# Records contained in a dataset

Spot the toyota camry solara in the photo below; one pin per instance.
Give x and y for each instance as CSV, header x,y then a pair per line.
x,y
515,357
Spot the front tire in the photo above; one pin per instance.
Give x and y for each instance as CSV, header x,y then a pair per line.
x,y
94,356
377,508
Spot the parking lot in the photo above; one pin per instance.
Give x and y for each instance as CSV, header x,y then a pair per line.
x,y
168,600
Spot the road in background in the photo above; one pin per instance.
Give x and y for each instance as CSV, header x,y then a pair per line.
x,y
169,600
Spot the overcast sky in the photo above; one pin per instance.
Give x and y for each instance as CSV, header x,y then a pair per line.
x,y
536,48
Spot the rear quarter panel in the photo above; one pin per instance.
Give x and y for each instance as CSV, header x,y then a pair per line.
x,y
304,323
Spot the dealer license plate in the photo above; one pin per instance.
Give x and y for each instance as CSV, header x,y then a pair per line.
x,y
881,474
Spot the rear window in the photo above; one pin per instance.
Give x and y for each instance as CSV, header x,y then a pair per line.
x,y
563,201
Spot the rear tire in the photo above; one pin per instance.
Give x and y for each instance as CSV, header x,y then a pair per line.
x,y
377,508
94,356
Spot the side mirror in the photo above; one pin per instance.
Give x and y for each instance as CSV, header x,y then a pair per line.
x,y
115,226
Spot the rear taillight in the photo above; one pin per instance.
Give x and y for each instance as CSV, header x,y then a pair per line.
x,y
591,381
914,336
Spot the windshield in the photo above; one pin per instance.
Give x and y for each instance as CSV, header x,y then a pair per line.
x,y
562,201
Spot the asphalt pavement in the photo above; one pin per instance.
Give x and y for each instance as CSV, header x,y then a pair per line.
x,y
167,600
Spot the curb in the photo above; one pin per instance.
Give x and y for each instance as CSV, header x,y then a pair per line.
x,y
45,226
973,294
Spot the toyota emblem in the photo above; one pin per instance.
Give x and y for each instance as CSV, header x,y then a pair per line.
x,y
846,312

# Directions for this task
Could you copy every record above exactly as written?

# Written answer
Spot the toyota camry solara in the photo below; one pin per instance.
Give x and y for each instance as CSV, header x,y then a pair per line.
x,y
515,357
Spot the front tire in the photo above; one pin per instance.
Give x and y for each instance as CSV, header x,y then a pair per line.
x,y
94,356
377,508
Spot the parking lot in the photo above; one pin per instance.
Give x and y for each instance as CSV, header x,y then a pair per line.
x,y
168,600
Spot the road in background in the photo above; one pin per instance.
Give x and y for each instance as CSV, header x,y then a pair per line.
x,y
169,600
Spot the overcast sky in the photo above; one pin per instance.
Give x and y for each instance as CSV, header x,y then a pair per line.
x,y
536,48
Spot the rear quarter panel in the photo above; one pin per instance.
Give x and y for each instance as CSV, header x,y then a pair per line.
x,y
304,323
Spot the dealer license plate in the photo above; one pin per instance.
Give x and y for each instance as CSV, header x,y then a pair per line.
x,y
881,474
Spot the rear window in the photo above; one pin per instance.
Give x and y for each instance as CSV, header x,y then a pair per line.
x,y
563,201
Spot the rear tire in the photo above; one pin per instance.
Give x and y for each instance as CSV, header x,y then a pair per line.
x,y
377,508
94,356
Spot the side mirror in the photo above; one pin per instance.
Give x and y for each instance as CSV, header x,y then a pair per line.
x,y
115,226
Spot the rear taillight in the photo above; one pin per instance.
Give x and y for each instance as CSV, header x,y then a pair per line.
x,y
591,381
914,336
Spot the windshield in the photo above; one pin per instance.
Give x and y for each instance as CSV, header x,y then a pair per line.
x,y
562,201
Spot the asphalt pavement in the photo above; one pin per instance.
Give x and y for each instance as CSV, header x,y then a pair per line.
x,y
167,600
Spot the curb in the photo above; one pin per instance.
Give x and y for each instance as CSV, header x,y then a pair per line.
x,y
45,226
973,294
Spot the toyota emblem in the photo above; one pin per instance.
Give x and y for each instance as CSV, header x,y then a pair per line.
x,y
846,312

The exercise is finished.